Extrait du texte:
Les élections législatives qui ont lieu le 6 décembre prochain sont certainement les plus cruciales depuis le décès d’Hugo Chavez en 2013 car elles pourraient aboutir à une transition démocratique et à la mise en œuvre des réformes nécessaires pour sortir le pays de l’incurie économique.

La Mesa de la Unidad Democratica, la principale plateforme d’opposition regroupant près de vingt partis politiques, des socialistes aux chrétiens démocrates en passant par les écologistes, est bien placée pour obtenir la majorité au Parlement, jusqu’à présent détenue par le Parti socialiste unifié du Venezuela (PSUV) du président Nicolas Maduro dont la politique économique est de plus en plus contestée.

Le Venezuela est le parfait contre-exemple de l’Arabie Saoudite

Possédant les premières réserves de pétrole prouvées selon l’OPEP, le pays n’a pas réussi à mettre en place au cours des quinze dernières années un nouveau modèle économique qui, s’appuyant sur la manne pétrolière, aurait pu diversifier le tissu industriel et permettre la constitution d’un coussin de sécurité afin de faire face aux périodes de conjoncture défavorable. Le modèle chaviste a eu l’effet contraire en accentuant la dépendance du pays au pétrole. En 1998, juste avant l’arrivée d’Hugo Chavez au pouvoir, le pétrole représentait 74% des exportations du pays contre environ 95% de nos jours. Les revenus du pétrole ont été accaparés par une nouvelle bourgeoisie issue de la révolution bolivarienne, les boliburgueses. Une partie a servi à financer une ambitieuse politique sociale, les misiones bolivarianas, qui a permis de sortir un pan important de la population de la pauvreté et que personne ne remet en cause aujourd’hui. De 2003 à 2010, le pourcentage de ménages en situation de pauvreté a été réduit de 55% à 26% et ceux en extrême pauvreté de 25% à 7%.

Travail à faire: Recopiez à l'identique le passage de l'extrait sur le Venezuela qui commence par les mots « Les élections législatives » et se termine par « en plus contestée. ». Les enregistrements n'ont aucun rapport avec l'extrait sur le Venezuela.

(Libellés des points d'objet)
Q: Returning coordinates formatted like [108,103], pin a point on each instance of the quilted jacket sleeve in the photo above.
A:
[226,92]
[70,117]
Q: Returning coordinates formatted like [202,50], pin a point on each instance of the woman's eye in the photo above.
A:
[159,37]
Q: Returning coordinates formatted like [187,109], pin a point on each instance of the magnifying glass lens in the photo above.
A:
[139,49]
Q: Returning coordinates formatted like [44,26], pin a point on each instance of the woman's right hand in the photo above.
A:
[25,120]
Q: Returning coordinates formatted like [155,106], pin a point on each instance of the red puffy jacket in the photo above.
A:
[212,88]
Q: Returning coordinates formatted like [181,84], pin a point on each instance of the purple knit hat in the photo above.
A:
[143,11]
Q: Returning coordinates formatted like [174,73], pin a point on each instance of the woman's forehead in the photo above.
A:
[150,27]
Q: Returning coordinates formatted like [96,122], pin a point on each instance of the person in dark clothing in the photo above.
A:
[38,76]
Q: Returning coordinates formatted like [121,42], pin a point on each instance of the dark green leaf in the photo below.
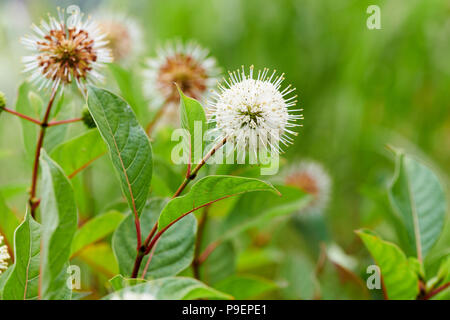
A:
[128,144]
[59,224]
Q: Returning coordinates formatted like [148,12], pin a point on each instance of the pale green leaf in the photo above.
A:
[418,198]
[95,230]
[399,278]
[127,142]
[22,283]
[59,224]
[171,288]
[76,154]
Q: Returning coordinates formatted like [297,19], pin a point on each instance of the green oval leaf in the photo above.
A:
[127,142]
[22,283]
[193,119]
[59,224]
[418,198]
[208,190]
[172,288]
[174,251]
[87,147]
[398,272]
[95,230]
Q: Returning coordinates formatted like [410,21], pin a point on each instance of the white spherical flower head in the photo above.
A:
[311,178]
[4,256]
[66,51]
[255,113]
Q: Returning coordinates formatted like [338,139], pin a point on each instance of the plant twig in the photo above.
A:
[198,242]
[23,116]
[150,240]
[57,123]
[34,203]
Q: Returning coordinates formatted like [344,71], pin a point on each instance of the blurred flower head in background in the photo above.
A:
[124,34]
[311,178]
[4,256]
[254,113]
[66,51]
[186,64]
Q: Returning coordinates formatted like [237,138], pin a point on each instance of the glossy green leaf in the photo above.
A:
[59,224]
[171,288]
[252,209]
[399,278]
[174,251]
[8,223]
[193,119]
[127,142]
[95,230]
[87,147]
[418,198]
[245,287]
[100,257]
[208,190]
[22,283]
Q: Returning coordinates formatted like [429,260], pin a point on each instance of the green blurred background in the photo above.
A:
[360,89]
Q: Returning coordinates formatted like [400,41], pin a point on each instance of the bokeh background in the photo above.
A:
[360,89]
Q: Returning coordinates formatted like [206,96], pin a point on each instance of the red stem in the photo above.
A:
[436,291]
[56,123]
[23,116]
[34,203]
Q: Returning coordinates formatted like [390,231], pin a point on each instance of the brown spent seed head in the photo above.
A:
[118,37]
[186,72]
[305,182]
[66,54]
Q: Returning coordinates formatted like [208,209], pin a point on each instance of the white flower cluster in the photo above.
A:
[254,114]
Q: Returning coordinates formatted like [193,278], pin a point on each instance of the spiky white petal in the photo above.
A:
[254,113]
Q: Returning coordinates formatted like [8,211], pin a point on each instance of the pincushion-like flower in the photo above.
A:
[4,256]
[187,65]
[311,178]
[130,295]
[254,114]
[66,51]
[124,35]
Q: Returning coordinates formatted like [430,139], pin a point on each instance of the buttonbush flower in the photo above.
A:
[254,113]
[311,178]
[4,256]
[63,52]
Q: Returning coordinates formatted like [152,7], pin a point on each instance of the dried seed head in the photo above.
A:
[124,35]
[312,179]
[187,65]
[65,52]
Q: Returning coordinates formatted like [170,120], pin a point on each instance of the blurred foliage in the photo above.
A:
[360,89]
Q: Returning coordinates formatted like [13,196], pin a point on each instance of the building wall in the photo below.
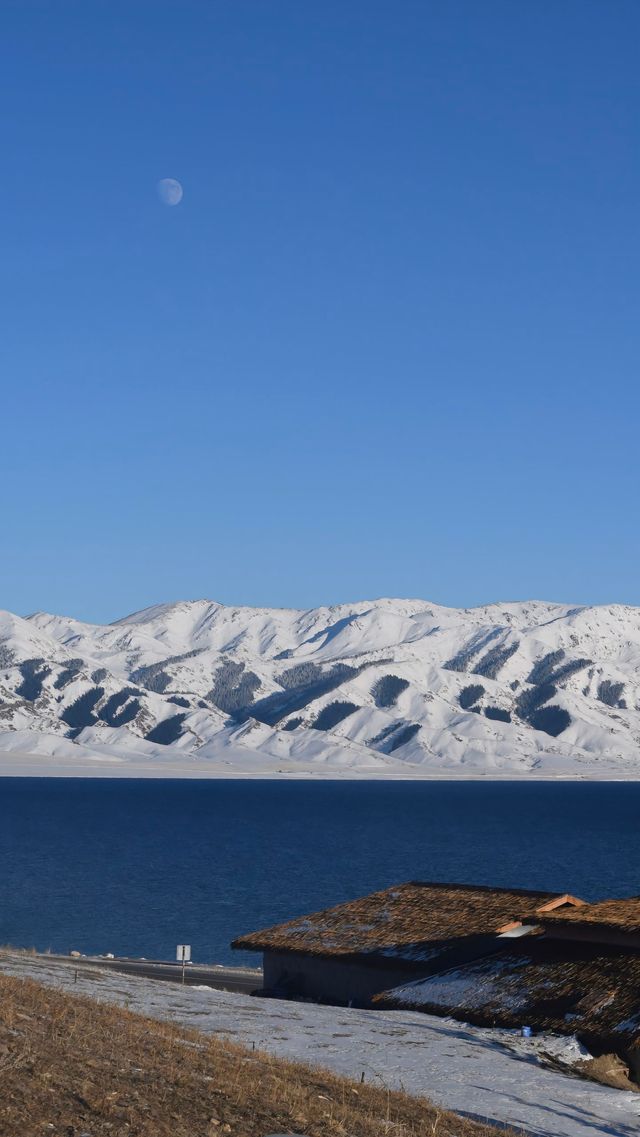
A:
[330,980]
[595,934]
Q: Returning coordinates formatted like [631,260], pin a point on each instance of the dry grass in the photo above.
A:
[75,1068]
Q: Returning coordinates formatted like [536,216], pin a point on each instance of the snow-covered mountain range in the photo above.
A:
[379,688]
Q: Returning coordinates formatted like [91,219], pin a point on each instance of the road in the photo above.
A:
[226,979]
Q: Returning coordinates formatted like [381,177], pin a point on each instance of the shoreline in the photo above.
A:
[35,766]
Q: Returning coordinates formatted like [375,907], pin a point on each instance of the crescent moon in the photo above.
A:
[169,191]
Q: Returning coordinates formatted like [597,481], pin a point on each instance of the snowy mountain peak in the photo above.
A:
[384,686]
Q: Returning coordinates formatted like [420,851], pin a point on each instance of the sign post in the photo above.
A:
[183,955]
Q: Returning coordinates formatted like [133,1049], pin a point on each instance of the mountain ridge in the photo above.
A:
[397,687]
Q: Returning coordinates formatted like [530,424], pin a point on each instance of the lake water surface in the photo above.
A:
[136,866]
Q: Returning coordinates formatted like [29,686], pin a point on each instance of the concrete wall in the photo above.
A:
[329,980]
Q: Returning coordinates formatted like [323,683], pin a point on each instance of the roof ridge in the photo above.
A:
[476,888]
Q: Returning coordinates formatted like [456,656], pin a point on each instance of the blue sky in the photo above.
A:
[385,345]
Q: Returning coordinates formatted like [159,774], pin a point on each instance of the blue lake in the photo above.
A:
[136,866]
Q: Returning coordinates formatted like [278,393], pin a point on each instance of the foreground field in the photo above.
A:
[73,1067]
[489,1076]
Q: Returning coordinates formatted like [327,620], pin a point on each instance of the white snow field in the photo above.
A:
[491,1076]
[377,689]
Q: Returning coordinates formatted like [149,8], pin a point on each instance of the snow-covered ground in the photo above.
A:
[377,689]
[492,1076]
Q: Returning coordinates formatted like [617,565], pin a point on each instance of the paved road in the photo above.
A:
[226,979]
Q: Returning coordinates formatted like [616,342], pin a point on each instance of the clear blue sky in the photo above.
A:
[388,343]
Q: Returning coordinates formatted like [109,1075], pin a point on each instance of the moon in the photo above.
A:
[169,191]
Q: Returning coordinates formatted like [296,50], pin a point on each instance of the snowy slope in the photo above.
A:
[381,687]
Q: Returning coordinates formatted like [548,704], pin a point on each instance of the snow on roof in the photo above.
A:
[549,985]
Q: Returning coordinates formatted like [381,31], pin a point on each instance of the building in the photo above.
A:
[351,952]
[580,974]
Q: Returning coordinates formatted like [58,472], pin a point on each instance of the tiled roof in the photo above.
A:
[620,914]
[549,985]
[410,922]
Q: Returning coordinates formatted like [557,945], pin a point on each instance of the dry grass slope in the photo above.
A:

Corrigé:
Les élections législatives qui ont lieu le 6 décembre prochain sont certainement les plus cruciales depuis le décès d’Hugo Chavez en 2013 car elles pourraient aboutir à une transition démocratique et à la mise en œuvre des réformes nécessaires pour sortir le pays de l’incurie économique.

La Mesa de la Unidad Democratica, la principale plateforme d’opposition regroupant près de vingt partis politiques, des socialistes aux chrétiens démocrates en passant par les écologistes, est bien placée pour obtenir la majorité au Parlement, jusqu’à présent détenue par le Parti socialiste unifié du Venezuela (PSUV) du président Nicolas Maduro dont la politique économique est de plus en plus contestée.